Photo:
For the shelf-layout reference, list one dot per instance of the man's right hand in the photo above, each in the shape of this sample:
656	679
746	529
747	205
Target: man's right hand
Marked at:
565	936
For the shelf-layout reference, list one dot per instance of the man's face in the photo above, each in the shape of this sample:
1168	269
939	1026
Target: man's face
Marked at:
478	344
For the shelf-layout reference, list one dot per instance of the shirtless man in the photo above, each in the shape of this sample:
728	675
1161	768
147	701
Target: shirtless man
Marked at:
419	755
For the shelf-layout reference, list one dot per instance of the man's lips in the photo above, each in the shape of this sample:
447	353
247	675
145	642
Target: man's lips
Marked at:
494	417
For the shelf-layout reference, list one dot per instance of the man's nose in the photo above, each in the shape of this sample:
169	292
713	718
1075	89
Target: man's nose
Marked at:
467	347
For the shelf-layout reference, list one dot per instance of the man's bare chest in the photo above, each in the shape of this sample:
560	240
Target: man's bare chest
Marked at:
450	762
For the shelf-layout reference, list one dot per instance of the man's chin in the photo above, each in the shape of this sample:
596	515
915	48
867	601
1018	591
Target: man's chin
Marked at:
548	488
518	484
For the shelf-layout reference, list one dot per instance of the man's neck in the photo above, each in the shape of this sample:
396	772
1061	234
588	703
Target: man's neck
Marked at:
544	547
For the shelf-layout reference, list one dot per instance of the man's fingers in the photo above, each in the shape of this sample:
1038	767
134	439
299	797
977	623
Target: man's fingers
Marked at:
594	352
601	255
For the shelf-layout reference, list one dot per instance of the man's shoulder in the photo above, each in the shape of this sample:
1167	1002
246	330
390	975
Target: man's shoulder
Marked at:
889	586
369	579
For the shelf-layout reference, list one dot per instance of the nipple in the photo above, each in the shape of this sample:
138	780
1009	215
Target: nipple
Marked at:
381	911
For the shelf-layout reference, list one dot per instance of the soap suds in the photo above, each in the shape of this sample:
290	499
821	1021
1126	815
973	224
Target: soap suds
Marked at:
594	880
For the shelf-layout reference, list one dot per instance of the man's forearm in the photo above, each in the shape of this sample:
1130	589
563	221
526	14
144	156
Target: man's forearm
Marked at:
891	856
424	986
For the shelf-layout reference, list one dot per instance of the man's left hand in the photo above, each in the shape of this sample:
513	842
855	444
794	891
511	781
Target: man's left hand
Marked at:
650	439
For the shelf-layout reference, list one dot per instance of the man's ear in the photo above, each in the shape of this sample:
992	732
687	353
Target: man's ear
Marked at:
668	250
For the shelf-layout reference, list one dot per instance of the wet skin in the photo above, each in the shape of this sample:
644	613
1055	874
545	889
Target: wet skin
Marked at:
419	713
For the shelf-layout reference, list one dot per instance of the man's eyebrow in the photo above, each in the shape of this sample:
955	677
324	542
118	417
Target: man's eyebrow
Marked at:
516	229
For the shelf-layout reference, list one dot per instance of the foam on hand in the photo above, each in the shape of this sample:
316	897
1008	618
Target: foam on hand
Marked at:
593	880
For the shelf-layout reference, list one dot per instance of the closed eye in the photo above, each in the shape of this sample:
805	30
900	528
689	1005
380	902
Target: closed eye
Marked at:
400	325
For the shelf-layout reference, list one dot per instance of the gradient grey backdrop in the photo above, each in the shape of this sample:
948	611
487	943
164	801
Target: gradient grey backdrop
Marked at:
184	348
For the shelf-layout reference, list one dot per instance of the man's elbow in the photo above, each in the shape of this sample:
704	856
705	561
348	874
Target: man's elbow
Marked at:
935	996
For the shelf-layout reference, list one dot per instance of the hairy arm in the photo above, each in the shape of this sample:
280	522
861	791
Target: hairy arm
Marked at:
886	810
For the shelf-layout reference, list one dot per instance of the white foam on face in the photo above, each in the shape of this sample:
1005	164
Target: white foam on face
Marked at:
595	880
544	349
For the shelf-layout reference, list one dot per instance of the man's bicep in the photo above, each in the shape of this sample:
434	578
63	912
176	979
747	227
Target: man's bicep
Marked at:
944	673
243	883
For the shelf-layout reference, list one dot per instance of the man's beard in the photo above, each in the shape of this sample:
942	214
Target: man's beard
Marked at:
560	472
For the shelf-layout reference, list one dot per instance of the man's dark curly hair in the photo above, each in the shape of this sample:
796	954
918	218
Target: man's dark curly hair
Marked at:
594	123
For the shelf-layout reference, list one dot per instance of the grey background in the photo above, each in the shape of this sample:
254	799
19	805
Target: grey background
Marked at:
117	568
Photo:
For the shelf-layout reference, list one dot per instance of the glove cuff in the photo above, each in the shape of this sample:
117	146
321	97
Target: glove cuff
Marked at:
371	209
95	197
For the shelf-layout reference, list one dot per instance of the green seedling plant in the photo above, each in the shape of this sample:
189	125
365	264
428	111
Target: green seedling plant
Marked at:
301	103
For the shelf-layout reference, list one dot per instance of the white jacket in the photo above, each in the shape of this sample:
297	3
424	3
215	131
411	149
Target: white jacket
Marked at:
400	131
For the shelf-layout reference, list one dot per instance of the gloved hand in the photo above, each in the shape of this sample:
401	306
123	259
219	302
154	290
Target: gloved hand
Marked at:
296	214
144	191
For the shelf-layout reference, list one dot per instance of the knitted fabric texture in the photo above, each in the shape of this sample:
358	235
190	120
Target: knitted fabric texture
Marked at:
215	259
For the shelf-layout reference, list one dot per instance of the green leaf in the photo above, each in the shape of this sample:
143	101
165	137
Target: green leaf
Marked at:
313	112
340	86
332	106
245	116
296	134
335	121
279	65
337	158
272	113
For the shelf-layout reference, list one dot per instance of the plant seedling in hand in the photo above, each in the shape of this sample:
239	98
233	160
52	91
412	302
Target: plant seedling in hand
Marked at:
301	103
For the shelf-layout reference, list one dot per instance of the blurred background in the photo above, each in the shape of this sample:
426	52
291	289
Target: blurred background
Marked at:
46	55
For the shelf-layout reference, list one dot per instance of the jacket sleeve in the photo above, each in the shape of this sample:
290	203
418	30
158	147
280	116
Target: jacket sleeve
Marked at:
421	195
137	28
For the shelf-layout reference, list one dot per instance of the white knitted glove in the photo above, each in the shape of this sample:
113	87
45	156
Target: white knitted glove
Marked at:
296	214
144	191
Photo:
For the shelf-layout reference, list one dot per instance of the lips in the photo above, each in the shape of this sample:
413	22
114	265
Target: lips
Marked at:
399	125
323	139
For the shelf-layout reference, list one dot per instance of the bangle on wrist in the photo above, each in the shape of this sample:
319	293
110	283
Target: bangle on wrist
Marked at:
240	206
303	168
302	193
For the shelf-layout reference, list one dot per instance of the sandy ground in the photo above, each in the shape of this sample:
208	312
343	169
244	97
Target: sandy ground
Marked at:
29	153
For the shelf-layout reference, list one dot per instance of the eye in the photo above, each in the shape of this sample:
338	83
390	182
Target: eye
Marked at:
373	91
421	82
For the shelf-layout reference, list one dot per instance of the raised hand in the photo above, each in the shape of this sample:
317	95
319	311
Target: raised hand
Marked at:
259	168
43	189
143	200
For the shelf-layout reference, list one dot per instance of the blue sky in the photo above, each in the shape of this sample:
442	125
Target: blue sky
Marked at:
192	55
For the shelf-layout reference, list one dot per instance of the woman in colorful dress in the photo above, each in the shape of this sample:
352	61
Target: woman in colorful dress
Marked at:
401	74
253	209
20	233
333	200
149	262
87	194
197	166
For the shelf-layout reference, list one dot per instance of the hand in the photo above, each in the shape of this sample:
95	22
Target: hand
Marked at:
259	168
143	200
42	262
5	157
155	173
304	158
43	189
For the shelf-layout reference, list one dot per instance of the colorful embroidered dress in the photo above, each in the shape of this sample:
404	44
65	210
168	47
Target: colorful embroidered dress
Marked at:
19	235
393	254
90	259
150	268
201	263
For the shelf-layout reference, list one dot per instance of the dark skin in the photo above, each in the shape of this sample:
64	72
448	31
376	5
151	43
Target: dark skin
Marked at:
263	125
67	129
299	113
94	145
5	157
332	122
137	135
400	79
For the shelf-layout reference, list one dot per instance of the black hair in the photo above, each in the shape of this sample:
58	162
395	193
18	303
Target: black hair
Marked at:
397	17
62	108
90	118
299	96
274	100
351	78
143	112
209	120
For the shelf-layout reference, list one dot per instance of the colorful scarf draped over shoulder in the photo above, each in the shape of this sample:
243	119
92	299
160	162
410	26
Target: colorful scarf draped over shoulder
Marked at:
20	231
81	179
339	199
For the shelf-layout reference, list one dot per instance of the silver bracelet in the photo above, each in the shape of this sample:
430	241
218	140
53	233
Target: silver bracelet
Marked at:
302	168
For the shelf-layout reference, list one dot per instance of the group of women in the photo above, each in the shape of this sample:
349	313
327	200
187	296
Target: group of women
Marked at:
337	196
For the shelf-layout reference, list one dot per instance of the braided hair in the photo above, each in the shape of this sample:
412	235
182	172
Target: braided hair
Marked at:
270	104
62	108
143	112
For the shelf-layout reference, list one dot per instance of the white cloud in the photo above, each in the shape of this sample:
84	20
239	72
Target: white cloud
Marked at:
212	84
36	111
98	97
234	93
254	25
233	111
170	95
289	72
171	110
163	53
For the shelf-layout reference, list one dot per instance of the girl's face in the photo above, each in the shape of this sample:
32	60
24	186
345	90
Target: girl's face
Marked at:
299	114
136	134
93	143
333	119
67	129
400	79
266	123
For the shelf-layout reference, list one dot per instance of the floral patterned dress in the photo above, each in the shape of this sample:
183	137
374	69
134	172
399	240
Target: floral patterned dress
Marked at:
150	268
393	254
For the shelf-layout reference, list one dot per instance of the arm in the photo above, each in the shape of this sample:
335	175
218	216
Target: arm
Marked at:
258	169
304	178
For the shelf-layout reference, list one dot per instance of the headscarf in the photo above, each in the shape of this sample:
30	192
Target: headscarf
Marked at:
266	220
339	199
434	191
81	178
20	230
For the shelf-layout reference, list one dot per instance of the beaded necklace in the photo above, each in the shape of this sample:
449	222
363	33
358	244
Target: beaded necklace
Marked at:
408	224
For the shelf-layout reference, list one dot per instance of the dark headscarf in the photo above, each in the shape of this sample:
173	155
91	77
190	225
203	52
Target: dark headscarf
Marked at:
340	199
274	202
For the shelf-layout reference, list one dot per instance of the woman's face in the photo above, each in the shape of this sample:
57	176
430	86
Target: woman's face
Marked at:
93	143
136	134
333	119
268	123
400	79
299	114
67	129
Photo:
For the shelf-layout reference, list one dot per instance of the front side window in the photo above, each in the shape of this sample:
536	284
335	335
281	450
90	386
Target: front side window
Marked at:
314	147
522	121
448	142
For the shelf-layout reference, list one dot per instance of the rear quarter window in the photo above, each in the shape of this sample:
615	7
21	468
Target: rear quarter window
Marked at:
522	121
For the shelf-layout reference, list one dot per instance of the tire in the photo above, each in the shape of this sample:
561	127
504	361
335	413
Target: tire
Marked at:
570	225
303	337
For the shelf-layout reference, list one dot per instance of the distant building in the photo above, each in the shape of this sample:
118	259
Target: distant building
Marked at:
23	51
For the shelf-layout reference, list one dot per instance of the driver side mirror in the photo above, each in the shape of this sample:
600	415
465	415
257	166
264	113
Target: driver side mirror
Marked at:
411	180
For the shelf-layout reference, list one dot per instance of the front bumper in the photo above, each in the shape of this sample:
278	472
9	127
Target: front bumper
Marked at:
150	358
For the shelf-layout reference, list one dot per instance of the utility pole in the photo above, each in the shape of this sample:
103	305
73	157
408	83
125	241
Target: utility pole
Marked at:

──────────

Starting at the line that contains "of the utility" and ending with the last of the lines, give each line as one string in a JSON list, leaving out blank lines.

Answer to the problem:
[
  "For the shelf-layout reference, list one dot per instance of the utility pole in the photo above, each in the shape of this sample:",
  "103\t305",
  "73\t157",
  "408\t83",
  "125\t241",
  "Target: utility pole",
  "Marked at:"
]